■ **Extracted text**:
^^^^^^^^
FYI, I'm going to be inactive for a while, so I'm not going to be able
to push this patch further.

Mark Brown will be picking up the arm64 BTI series, so it will probably
make sense if he pulls it into that series.

Any thoughts?

Cheers
---Dave
Kees Cook Oct. 10, 2019, 9 p.m. UTC | #10
On Wed, Oct 09, 2019 at 01:59:13PM +0100, Dave Martin wrote:
> On Fri, Aug 30, 2019 at 09:34:17AM +0100, Dave Martin wrote:

> > On Fri, Aug 30, 2019 at 06:37:45AM +0100, Kees Cook wrote:

> > > On Fri, Aug 23, 2019 at 06:23:40PM +0100, Dave Martin wrote:

> > > > ELF program properties will needed for detecting whether to enable

> > > > optional architecture or ABI features for a new ELF process.

> > > > 

> > > > For now, there are no generic properties that we care about, so do

> > > > nothing unless CONFIG_ARCH_USE_GNU_PROPERTY=y.

> > > > 

> > > > Otherwise, the presence of properties using the PT_PROGRAM_PROPERTY

> > > > phdrs entry (if any), and notify each property to the arch code.

> > > > 

> > > > For now, the added code is not used.

> > > > 

> > > > Signed-off-by: Dave Martin <Dave.Martin@arm.com>

> > > 

> > > Reviewed-by: Kees Cook <keescook@chromium.org>

> > 

> > Thanks for the review.

> > 

> > Do you have any thoughts on Yu-Cheng Yu's comments?  It would be nice to

> > early-terminate the scan if we can, but my feeling so far was that the

> > scan is cheap, the number of properties is unlikely to be more than a

> > smallish integer, and the code separation benefits of just calling the

> > arch code for every property probably likely outweigh the costs of

> > having to iterate over every property.  We could always optimise it

> > later if necessary.

> > 

> > I need to double-check that there's no way we can get stuck in an

> > infinite loop with the current code, though I've not seen it in my

> > testing.  I should throw some malformed notes at it though.

> > 

> > > Note below...

> > > 

> > > > [...]

> > > > +static int parse_elf_property(const char *data, size_t *off, size_t datasz,

> > > > +			      struct arch_elf_state *arch,

> > > > +			      bool have_prev_type, u32 *prev_type)

> > > > +{

> > > > +	size_t size, step;

> > > > +	const struct gnu_property *pr;

> > > > +	int ret;

> > > > +

> > > > +	if (*off == datasz)
^^^^^^^^
■ **Work instructions**:
1 - According to the patch thread, who will be picking up the arm64 BTI series?
2 - Extract the passage of the patch thread starting with "FYI, I'm going" and going on through "Any thoughts?".
^^^^^^^^
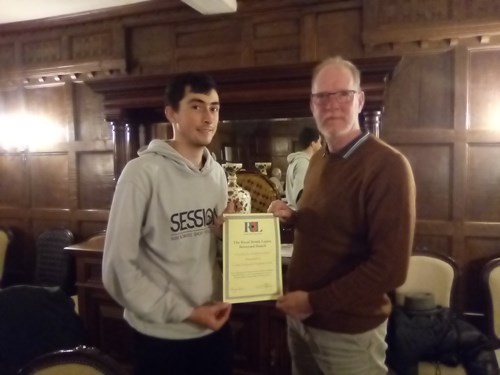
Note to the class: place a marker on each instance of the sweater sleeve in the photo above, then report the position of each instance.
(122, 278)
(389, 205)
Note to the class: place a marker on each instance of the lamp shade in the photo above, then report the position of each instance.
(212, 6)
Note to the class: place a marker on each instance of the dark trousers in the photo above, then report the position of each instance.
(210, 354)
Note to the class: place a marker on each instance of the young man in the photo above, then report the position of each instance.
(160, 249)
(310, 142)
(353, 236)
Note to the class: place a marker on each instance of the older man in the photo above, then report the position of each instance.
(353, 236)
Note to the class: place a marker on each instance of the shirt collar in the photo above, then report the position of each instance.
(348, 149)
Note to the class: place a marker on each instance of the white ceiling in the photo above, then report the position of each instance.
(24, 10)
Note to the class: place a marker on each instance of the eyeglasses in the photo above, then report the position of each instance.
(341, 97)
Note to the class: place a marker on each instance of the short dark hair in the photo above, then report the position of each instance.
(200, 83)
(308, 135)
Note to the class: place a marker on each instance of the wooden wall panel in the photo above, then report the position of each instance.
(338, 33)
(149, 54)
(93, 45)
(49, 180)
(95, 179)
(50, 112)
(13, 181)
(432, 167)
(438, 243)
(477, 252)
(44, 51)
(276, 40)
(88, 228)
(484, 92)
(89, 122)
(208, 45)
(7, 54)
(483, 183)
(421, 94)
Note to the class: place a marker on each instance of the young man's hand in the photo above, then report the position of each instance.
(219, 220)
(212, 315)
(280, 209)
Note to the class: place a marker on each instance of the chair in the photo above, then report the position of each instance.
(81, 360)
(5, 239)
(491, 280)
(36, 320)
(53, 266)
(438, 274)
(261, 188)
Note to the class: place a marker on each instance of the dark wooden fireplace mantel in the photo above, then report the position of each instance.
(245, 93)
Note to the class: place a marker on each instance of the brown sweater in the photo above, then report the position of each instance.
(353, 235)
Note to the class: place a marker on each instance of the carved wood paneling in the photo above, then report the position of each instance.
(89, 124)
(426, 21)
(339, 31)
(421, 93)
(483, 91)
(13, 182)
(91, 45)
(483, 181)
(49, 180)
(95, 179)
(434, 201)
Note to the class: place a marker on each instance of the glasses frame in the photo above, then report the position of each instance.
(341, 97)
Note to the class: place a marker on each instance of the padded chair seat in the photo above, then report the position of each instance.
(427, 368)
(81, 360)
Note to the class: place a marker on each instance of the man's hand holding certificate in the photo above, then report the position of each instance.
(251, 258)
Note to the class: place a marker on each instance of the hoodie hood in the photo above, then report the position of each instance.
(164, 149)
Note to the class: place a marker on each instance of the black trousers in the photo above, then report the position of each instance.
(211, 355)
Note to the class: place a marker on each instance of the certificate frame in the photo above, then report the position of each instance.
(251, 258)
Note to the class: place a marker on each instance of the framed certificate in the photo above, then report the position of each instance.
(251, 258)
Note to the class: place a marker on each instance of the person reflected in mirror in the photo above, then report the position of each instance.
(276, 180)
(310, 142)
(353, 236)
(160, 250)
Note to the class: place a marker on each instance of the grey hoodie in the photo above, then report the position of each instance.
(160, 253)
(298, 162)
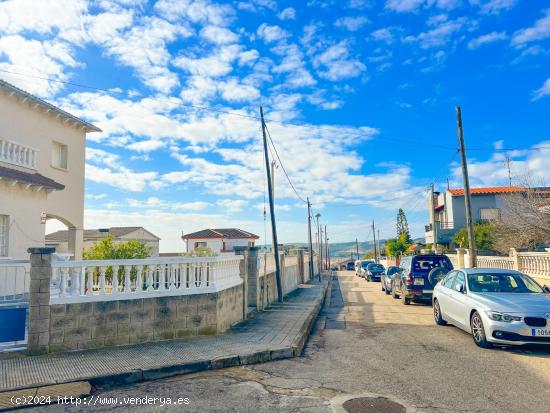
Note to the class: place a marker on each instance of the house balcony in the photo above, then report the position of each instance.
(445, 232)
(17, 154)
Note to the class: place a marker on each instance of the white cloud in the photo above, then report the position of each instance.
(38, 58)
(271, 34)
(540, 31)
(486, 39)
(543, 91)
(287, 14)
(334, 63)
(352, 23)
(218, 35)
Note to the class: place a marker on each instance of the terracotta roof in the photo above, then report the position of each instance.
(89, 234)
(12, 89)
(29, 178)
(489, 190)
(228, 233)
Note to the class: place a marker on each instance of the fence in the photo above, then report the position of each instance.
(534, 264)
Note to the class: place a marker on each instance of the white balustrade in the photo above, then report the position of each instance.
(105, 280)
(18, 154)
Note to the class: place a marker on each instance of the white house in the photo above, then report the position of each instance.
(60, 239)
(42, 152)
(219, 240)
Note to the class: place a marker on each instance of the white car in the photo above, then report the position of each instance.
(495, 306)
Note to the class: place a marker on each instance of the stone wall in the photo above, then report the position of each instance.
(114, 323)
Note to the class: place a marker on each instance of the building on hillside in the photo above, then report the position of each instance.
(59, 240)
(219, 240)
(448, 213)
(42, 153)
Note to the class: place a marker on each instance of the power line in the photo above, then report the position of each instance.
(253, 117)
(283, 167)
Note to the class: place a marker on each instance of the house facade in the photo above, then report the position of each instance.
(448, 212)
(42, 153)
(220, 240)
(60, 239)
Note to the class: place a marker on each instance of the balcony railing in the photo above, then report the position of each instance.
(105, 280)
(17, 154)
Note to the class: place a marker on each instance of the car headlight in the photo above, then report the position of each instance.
^^^^^^^^
■ **Written responses**:
1 - Mark Brown

2 -
FYI, I'm going to be inactive for a while, so I'm not going to be able
to push this patch further.

Mark Brown will be picking up the arm64 BTI series, so it will probably
make sense if he pulls it into that series.

Any thoughts?